▸ **STATED EXERCISE**
The records that follow must be reproduced in full, exactly as written.
──────── RECORDS PROVIDED ────────
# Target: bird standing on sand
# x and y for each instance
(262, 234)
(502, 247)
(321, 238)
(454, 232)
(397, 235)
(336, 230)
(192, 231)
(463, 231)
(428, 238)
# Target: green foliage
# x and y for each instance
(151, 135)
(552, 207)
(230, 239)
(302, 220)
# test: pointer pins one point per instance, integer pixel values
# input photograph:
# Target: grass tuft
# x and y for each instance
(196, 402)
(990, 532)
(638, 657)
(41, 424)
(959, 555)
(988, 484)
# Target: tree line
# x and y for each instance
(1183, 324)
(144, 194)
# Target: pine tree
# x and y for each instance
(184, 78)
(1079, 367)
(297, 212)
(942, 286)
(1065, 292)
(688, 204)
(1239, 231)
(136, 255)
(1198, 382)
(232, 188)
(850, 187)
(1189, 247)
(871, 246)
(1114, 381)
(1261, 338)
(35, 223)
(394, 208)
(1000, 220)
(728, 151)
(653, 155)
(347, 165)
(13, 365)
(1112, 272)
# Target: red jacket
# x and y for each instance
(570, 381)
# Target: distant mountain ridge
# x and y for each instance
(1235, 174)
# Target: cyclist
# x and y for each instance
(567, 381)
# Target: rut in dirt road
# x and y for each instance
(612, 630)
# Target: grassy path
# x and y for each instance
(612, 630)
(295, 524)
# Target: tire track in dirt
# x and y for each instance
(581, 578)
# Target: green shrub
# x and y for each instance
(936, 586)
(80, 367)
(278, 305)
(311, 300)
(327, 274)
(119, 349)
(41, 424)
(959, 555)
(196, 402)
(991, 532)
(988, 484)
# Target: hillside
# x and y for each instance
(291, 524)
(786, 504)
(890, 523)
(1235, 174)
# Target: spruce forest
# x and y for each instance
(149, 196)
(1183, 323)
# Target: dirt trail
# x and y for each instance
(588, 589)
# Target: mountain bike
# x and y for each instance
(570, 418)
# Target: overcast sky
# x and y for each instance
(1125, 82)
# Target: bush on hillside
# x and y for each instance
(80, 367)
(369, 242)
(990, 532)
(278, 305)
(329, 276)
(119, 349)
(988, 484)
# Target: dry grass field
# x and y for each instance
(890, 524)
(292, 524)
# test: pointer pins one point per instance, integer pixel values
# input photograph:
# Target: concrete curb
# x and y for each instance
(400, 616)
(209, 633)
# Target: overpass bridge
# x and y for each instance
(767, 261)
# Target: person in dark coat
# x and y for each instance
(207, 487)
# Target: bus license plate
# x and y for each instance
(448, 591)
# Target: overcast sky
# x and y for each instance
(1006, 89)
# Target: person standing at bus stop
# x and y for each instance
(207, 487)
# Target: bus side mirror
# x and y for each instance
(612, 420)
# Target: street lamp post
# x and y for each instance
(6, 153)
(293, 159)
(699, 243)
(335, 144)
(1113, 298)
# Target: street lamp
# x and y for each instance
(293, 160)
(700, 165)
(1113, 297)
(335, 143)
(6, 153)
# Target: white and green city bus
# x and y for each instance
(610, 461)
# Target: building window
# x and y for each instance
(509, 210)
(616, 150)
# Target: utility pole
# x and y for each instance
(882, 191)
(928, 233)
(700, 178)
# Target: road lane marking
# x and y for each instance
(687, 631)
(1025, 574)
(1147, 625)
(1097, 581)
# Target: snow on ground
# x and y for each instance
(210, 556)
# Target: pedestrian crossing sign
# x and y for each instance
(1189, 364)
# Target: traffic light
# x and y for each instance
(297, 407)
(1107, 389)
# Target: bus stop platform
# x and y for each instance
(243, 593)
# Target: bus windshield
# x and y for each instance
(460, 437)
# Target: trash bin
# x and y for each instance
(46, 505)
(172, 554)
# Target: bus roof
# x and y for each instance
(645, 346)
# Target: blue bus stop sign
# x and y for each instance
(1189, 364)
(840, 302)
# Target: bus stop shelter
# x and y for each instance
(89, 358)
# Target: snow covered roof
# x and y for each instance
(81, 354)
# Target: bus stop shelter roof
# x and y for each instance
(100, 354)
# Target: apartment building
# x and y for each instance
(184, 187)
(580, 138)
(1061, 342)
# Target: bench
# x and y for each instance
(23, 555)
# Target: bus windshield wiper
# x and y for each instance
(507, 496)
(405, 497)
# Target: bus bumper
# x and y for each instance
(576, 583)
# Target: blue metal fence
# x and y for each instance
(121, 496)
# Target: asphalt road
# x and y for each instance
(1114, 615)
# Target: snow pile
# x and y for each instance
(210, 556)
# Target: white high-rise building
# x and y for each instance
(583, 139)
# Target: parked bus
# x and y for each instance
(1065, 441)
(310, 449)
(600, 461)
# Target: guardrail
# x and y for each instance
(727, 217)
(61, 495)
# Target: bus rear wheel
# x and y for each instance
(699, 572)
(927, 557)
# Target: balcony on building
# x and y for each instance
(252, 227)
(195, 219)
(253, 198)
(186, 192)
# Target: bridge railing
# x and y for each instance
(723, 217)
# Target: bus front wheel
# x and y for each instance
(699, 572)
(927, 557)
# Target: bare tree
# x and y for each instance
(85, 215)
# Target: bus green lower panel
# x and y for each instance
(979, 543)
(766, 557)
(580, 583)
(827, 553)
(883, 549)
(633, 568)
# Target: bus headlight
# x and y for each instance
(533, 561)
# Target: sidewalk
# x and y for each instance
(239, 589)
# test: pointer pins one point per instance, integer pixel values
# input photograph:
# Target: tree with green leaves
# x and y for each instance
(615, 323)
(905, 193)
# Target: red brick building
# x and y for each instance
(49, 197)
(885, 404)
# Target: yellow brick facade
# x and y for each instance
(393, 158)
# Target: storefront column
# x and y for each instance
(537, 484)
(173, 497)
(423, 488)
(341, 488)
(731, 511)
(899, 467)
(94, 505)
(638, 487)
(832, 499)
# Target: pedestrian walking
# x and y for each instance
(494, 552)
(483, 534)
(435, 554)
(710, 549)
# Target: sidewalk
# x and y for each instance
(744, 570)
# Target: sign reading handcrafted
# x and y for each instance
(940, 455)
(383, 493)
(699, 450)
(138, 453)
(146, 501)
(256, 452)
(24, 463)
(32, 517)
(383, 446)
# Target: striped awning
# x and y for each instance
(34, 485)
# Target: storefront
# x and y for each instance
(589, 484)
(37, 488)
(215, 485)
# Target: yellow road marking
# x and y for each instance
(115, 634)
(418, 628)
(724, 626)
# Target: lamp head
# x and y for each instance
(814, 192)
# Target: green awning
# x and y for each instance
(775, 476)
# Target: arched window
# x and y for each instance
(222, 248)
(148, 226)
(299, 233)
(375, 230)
────────
▸ **OUTPUT OF THE TASK**
# Target: bird standing on sand
# x and y for each instance
(262, 234)
(502, 247)
(321, 238)
(454, 232)
(397, 235)
(336, 230)
(192, 231)
(463, 231)
(428, 238)
# Target: green foliage
# x and y for each instance
(151, 135)
(552, 207)
(230, 239)
(302, 220)
# test: pointer pins one point per instance, integer pixel values
# input photograph:
# Target: grass tuft
# x and y for each instance
(196, 402)
(990, 532)
(638, 657)
(41, 424)
(959, 555)
(988, 484)
# Target: tree line
# x and y for each instance
(1183, 324)
(144, 194)
# Target: pine tree
# x and y for each instance
(184, 78)
(1079, 367)
(297, 212)
(942, 286)
(1065, 292)
(688, 204)
(1239, 231)
(136, 255)
(1198, 382)
(232, 188)
(850, 187)
(1189, 247)
(871, 246)
(1114, 381)
(1261, 338)
(35, 223)
(394, 208)
(1000, 220)
(728, 151)
(653, 155)
(347, 165)
(13, 365)
(1112, 272)
# Target: red jacket
# x and y for each instance
(570, 381)
# Target: distant mountain ridge
# x and y for each instance
(1235, 174)
# Target: cyclist
# x and y for each instance
(567, 381)
# Target: rut in dirt road
# x and y for each instance
(612, 630)
# Target: grassy path
# x and y for each instance
(612, 630)
(295, 524)
# Target: tire track in dirt
# x and y for each instance
(581, 578)
# Target: green shrub
# x and y for each instance
(936, 586)
(80, 367)
(278, 305)
(311, 300)
(327, 274)
(119, 349)
(41, 424)
(959, 555)
(196, 402)
(991, 532)
(988, 484)
# Target: hillside
# x and y for each instance
(291, 524)
(786, 504)
(890, 523)
(1235, 174)
# Target: spruce forest
# x and y for each instance
(149, 196)
(1183, 323)
# Target: dirt trail
# x and y for each instance
(588, 589)
# Target: mountain bike
# x and y for each instance
(570, 418)
# Target: overcast sky
# x and y for each instance
(1125, 82)
# Target: bush on hillside
# x and y for each instance
(80, 367)
(369, 242)
(990, 532)
(278, 305)
(329, 276)
(119, 349)
(988, 484)
# Target: dry grass field
# x and y for each instance
(890, 524)
(292, 524)
# test: pointer pins one point per instance, integer pixel values
# input photograph:
# Target: concrete curb
# x and y for each instance
(400, 616)
(209, 633)
# Target: overpass bridge
# x and y for each instance
(767, 261)
# Target: person in dark coat
# x and y for each instance
(207, 487)
# Target: bus license plate
# x and y for each instance
(448, 591)
# Target: overcast sky
# x and y for each instance
(1006, 89)
# Target: person standing at bus stop
# x and y for each instance
(207, 487)
# Target: bus side mirror
# x and y for each instance
(612, 420)
# Target: street lamp post
# x and y for each instance
(6, 153)
(293, 159)
(699, 243)
(335, 144)
(1113, 298)
# Target: street lamp
# x and y for each instance
(293, 160)
(700, 165)
(1113, 297)
(335, 143)
(6, 153)
# Target: white and green city bus
# x and y for each instance
(610, 461)
# Target: building window
# x and y for each instance
(509, 210)
(616, 150)
# Target: utility pole
# x and y for each instance
(882, 191)
(928, 233)
(700, 178)
# Target: road lane marking
# x and y for each instance
(687, 631)
(1025, 574)
(1147, 625)
(1097, 581)
# Target: snow on ground
# x and y for each instance
(210, 556)
# Target: pedestrian crossing sign
# x and y for each instance
(1189, 364)
# Target: traffic light
# x and y for each instance
(297, 407)
(1107, 389)
# Target: bus stop platform
# x and y for each instance
(243, 593)
# Target: bus windshield
# x and y for each instance
(460, 437)
# Target: trash bin
# x and y for each instance
(46, 505)
(172, 554)
# Target: bus roof
# x and y for each instance
(645, 346)
# Target: blue bus stop sign
# x and y for each instance
(1189, 364)
(840, 302)
# Target: bus stop shelter
# x and y for each instance
(89, 358)
# Target: snow covered roof
# x and y for each instance
(81, 354)
# Target: bus stop shelter roof
# x and y for each instance
(100, 354)
# Target: apartment building
# x and y for each instance
(184, 187)
(580, 138)
(1061, 342)
# Target: bench
# x and y for each instance
(23, 555)
# Target: bus windshield wiper
# x and y for each instance
(507, 496)
(405, 497)
# Target: bus bumper
# x and y for each instance
(576, 583)
# Target: blue metal fence
# x and y for each instance
(121, 496)
# Target: asphalt road
# x and y for each instance
(1114, 615)
# Target: snow pile
# x and y for each instance
(210, 556)
# Target: white high-rise building
# x and y for each instance
(583, 139)
# Target: parked bus
# x and y for each instance
(1065, 441)
(310, 449)
(600, 461)
# Target: guardrail
# x and y for each instance
(727, 217)
(61, 495)
# Target: bus rear wheel
# x and y for each instance
(699, 572)
(927, 557)
# Target: balcony on building
# x and y for each instance
(252, 227)
(195, 219)
(253, 198)
(186, 192)
# Target: bridge railing
# x and y for each instance
(723, 217)
# Target: bus front wheel
# x and y for each instance
(699, 572)
(927, 557)
# Target: bare tree
# x and y for each instance
(85, 215)
# Target: bus green lower panel
# x and y for each instance
(979, 543)
(766, 557)
(580, 583)
(827, 553)
(883, 549)
(633, 568)
# Target: bus headlight
# x and y for each instance
(533, 561)
# Target: sidewalk
# x and y for each instance
(239, 589)
# test: pointer pins one point per instance, integer pixel values
# input photograph:
# Target: tree with green leaves
# x and y for each instance
(615, 323)
(905, 193)
# Target: red brick building
# x and y for each instance
(49, 197)
(885, 404)
# Target: yellow brick facade
# x and y for each instance
(393, 158)
# Target: storefront column
# x and y for each instance
(537, 484)
(173, 497)
(423, 488)
(341, 488)
(731, 511)
(899, 467)
(94, 505)
(638, 487)
(832, 499)
# Target: pedestrian walking
# x and y for each instance
(494, 552)
(483, 534)
(435, 554)
(710, 549)
# Target: sidewalk
# x and y for each instance
(744, 570)
# Target: sign reading handcrafted
# x and y for each instance
(940, 455)
(383, 493)
(699, 450)
(138, 453)
(146, 501)
(256, 452)
(24, 463)
(32, 517)
(383, 446)
# Target: striped awning
# x and y for each instance
(34, 485)
# Target: storefront
# x and y for each instance
(589, 484)
(37, 488)
(215, 485)
# Target: yellow road marking
# x and y for each instance
(115, 634)
(418, 628)
(724, 626)
# Target: lamp head
# x and y for each instance
(814, 192)
# Target: green awning
# x and y for each instance
(775, 476)
# Target: arched window
# x and y for each instance
(222, 248)
(148, 226)
(299, 233)
(375, 230)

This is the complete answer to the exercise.